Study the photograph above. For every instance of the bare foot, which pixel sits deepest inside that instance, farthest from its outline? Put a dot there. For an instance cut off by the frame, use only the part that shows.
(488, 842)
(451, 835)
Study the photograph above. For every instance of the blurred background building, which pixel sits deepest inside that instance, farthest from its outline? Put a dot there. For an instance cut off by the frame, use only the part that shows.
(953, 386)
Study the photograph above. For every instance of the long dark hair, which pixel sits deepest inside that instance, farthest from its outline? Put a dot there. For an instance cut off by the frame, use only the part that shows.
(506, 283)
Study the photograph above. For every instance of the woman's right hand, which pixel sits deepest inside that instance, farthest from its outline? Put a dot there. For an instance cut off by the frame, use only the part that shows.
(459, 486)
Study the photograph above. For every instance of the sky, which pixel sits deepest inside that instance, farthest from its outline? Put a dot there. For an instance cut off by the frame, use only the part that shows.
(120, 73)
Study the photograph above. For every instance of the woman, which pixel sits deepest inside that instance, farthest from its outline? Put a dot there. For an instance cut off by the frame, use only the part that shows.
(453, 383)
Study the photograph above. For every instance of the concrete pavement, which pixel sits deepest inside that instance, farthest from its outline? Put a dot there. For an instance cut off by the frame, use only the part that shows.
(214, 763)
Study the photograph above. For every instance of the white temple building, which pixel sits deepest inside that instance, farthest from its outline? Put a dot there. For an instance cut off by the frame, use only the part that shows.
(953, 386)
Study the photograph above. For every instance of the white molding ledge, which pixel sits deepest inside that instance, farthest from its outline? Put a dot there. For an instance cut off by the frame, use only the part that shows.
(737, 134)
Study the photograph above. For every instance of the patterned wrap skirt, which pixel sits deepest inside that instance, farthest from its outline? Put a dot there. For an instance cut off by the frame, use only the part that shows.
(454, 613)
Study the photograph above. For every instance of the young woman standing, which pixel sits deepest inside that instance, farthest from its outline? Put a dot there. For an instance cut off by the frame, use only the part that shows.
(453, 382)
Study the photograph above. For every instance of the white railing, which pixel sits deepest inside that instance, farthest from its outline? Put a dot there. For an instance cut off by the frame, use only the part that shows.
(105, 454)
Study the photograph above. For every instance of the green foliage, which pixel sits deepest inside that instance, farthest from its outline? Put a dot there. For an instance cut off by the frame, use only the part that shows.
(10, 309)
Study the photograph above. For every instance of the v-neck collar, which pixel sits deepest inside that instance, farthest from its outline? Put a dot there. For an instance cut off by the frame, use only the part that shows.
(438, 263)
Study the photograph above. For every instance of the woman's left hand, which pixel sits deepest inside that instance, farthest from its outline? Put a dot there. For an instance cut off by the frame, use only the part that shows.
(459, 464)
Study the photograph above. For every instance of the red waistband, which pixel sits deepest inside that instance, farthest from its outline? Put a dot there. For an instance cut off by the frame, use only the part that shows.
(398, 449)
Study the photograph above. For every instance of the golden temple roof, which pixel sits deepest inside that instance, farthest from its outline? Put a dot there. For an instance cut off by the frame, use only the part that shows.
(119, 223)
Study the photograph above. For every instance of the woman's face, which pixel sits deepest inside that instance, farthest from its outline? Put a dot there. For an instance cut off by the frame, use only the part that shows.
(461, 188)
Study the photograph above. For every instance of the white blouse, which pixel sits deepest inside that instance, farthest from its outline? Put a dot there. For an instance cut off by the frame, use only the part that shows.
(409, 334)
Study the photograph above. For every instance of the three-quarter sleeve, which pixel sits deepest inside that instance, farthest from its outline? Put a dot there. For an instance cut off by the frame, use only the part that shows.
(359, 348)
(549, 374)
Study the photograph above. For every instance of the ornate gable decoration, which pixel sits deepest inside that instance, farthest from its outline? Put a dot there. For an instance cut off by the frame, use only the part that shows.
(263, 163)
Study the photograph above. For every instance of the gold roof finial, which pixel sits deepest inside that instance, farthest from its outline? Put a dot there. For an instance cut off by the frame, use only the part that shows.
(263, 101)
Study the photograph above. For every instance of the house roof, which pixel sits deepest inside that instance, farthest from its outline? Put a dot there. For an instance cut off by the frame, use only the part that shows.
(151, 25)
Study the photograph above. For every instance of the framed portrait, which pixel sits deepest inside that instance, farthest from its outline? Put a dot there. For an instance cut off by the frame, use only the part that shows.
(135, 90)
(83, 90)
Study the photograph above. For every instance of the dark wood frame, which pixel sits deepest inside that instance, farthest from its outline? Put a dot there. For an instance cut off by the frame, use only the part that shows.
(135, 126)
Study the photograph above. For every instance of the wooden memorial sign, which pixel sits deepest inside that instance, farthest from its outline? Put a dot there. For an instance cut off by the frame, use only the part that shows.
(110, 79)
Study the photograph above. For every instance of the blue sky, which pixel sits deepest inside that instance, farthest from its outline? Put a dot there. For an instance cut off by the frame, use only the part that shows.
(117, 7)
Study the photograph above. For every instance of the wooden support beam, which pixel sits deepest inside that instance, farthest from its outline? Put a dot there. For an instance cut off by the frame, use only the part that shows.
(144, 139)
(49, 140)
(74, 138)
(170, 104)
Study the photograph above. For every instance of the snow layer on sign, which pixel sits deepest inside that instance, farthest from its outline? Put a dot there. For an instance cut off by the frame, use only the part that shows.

Given instruction >>
Take the entries and copy them out exactly.

Written response >>
Study the photograph above. For every instance of the bare foot, which pixel sits deepest inside that instance, farthest from its outline? Put a dot there. For an instance cut off by the frame, use only the part that shows.
(488, 842)
(451, 835)
Study the photograph above. For every instance of the blurred background building, which pixel sits deepest inside that instance, farthest from its outline? Put a dot there. For an instance cut off by the frame, use only the part that shows.
(953, 386)
Study the photograph above. For every instance of the long dark hair, which pixel sits deepest inside that instance, farthest from its outline? Put a dot there. For an instance cut off by the frame, use only the part that shows.
(506, 283)
Study the photograph above. For every instance of the woman's right hand, which pixel sits deepest inside that instance, farthest from its outline? Put a dot there. For an instance cut off by the frame, use only the part that shows.
(459, 486)
Study the photograph above. For every instance of the sky, which pixel sits deepest inside that instance, farthest from its outline? Put a dot there. For an instance cut off by the frame, use only the part that shows.
(120, 73)
Study the photograph above. For every instance of the woman, which pixel sits deepest inside that instance, farthest from its outline? Put a dot there. For an instance cut off by the frame, use only the part that shows.
(453, 383)
Study the photograph above. For every instance of the concrete pavement, which pixel sits deepest inside that instance, farthest from its outline? Put a dot there. For an instance cut off by the frame, use only the part that shows.
(214, 763)
Study the photograph above. For every instance of the white temple building, which pixel sits deepest inside that instance, farthest from its outline? Put a dot there. For an instance cut off by the frame, use only the part that shows.
(953, 386)
Study the photograph above. For every instance of the white molding ledge, which pixel sits deepest inside that instance, farthest from its outline? Put a dot there. For an instance cut off by the frame, use only the part that shows.
(737, 134)
Study the photograph above. For every instance of the patterned wrap skirt, which pixel sits deepest inside that instance, farthest from its outline? Put a dot there. For an instance cut off by the frame, use only the part that shows.
(454, 613)
Study the photograph above. For every instance of the young woman standing, which pixel sits deepest inside that instance, farthest from its outline? Put a dot there. For an instance cut off by the frame, use only the part that shows.
(453, 382)
Study the photograph above. For every instance of the white railing, which pixel sits deepest inside that instance, farthest from its outline? Put a dot there. For an instance cut off by the frame, use only the part that shows.
(105, 454)
Study the photograph above. For every instance of the green foliage, which pixel sits deepest inside that instance, farthest from its outline? Put a dot there. For an instance cut off by the frame, use only the part that shows.
(10, 309)
Study the photograph above. For every instance of the v-neck collar, which pixel sits deepest inside that instance, farthest from its outline? Put a dot there. For an instance cut off by the frame, use only the part that shows.
(438, 263)
Study the photograph above. For every instance of the woman's left hand, which pixel sits deepest inside that instance, farthest from its outline? Put a dot there. For an instance cut off by the frame, use only the part that shows.
(459, 464)
Study the photograph above. For every instance of the red waistband, which pixel sits deepest inside that instance, farthest from its outline? Put a dot there. For an instance cut off by the frame, use only the part that shows.
(398, 449)
Study the photograph above. For every instance of the golden temple roof, which pixel sits deepest inside that instance, farthest from its outline? Put a dot there. For an instance cut off by the frame, use only the part that shows.
(119, 223)
Study the photograph above. For every instance of the woman's face, which pixel sits deepest inside that instance, farthest from its outline? Put a dot there. For an instance cut off by the frame, use only the part that shows.
(461, 188)
Study the photograph above. For every instance of the white blouse, which pixel sits deepest inside that instance, farthest from its outline? Put a dot there. For an instance cut off by the frame, use only the part that shows.
(409, 334)
Study the photograph above. For every instance of the three-quarter sleeve, which pixel sits deepest inside that instance, farthest from its outline? Put a dot there. For an instance cut off by the frame, use only the part that shows.
(359, 348)
(549, 374)
Study the photograph above. For every instance of the ornate gable decoration, which pixel sits deepest inside that instance, farthest from its outline? Put a dot there. For an instance cut off by the frame, use only the part that shows.
(263, 163)
Study the photograph above. For every instance of the gold roof finial, which pixel sits deepest inside that instance, farthest from its outline? Put a dot there. For an instance cut off by the frame, use only the part that shows.
(263, 101)
Study the photograph above. For every instance of the house roof, which pixel sits deepest inside that instance, farthest from its outline? Put a dot there. For an instance cut off by the frame, use only the part that shows.
(151, 25)
Study the photograph above. For every instance of the framed portrait, which pixel sits deepest inside that instance, farthest from its outline? Put a dot there. For an instance cut off by the frame, use only the part that shows.
(135, 90)
(83, 90)
Study the photograph above. For every instance of the dark wood frame, which pixel sits deepest inside that instance, farthest from its outline? Put a dot there. For an instance cut off by the frame, use only the part that shows.
(135, 126)
Study the photograph above. For every instance of the wooden memorial sign, which pixel sits deepest inside that instance, farthest from its outline? Put a dot there. For an instance cut off by the frame, use only the part that shows.
(110, 79)
Study the photograph above. For every instance of the blue sky, which pixel sits deepest inside that instance, farthest from its outline? Put a dot there. For an instance cut off by the frame, use only the part that shows.
(117, 7)
Study the photograph above. For every instance of the wooden support beam, which pixel sits deepest inside that instance, farthest from its outline? Put a dot there. For an instance cut off by the frame, use only the part that shows.
(144, 139)
(49, 140)
(74, 138)
(170, 104)
Study the photograph above. For every instance of the snow layer on sign, which pixel sits deepest inside that instance, farthest from its outline? Put a dot there. For an instance cut off by the frame, use only the part that shows.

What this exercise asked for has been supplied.